>> Begin MATERIAL FOR THIS EXERCISE

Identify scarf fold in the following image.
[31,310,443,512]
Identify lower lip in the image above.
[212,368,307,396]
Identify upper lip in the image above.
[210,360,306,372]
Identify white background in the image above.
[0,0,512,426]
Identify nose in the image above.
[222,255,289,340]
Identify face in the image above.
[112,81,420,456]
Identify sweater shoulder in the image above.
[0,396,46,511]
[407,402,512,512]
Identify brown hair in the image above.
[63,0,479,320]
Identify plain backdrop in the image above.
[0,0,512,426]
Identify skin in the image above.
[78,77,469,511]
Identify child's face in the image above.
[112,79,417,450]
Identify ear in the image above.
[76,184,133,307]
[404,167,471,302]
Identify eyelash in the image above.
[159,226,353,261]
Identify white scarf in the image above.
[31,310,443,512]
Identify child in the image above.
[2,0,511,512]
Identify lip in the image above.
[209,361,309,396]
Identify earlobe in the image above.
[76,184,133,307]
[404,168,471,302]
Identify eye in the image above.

>> End MATERIAL FOR THIS EXERCISE

**EXERCISE AIM**
Reproduce every item above, substituting "Locate" for each occurrence of "Identify" and leaving all other text unchanged.

**TASK SOLUTION**
Locate scarf fold in the following image.
[31,310,443,512]
Locate lower lip in the image above.
[212,368,307,396]
Locate upper lip in the image above.
[210,360,306,372]
Locate white background in the image above.
[0,0,512,426]
Locate nose in the image above.
[222,255,289,340]
Locate face in the image above.
[112,81,420,456]
Locate sweater shoulder in the image above.
[0,396,46,511]
[407,402,512,512]
Locate brown hair in the image above.
[63,0,479,320]
Locate plain backdrop in the image above.
[0,0,512,426]
Locate skin in the image above.
[78,77,469,511]
Locate child's face in the image above.
[112,79,417,450]
Locate ear in the image above.
[76,184,133,307]
[404,167,471,302]
Locate eyelash in the image above.
[159,226,353,261]
Locate white scarf in the image above.
[31,310,443,512]
Locate child in the image above.
[2,0,511,512]
Locate lip in the image above.
[209,361,309,396]
Locate earlobe in the image above.
[76,184,133,307]
[404,168,471,302]
Locate eye in the image above.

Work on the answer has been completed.